BEGIN Record extracts

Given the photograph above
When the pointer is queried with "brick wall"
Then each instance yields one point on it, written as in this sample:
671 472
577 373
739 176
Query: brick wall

END Record extracts

▶ Problem requirements
Copy every line of the items above word for word, keeping each number and line break unchanged.

▶ Exercise answer
Given the photograph above
When the pointer is queried with "brick wall"
Then each instance yields one point on it, written as in this sample:
671 472
577 373
739 176
Query: brick wall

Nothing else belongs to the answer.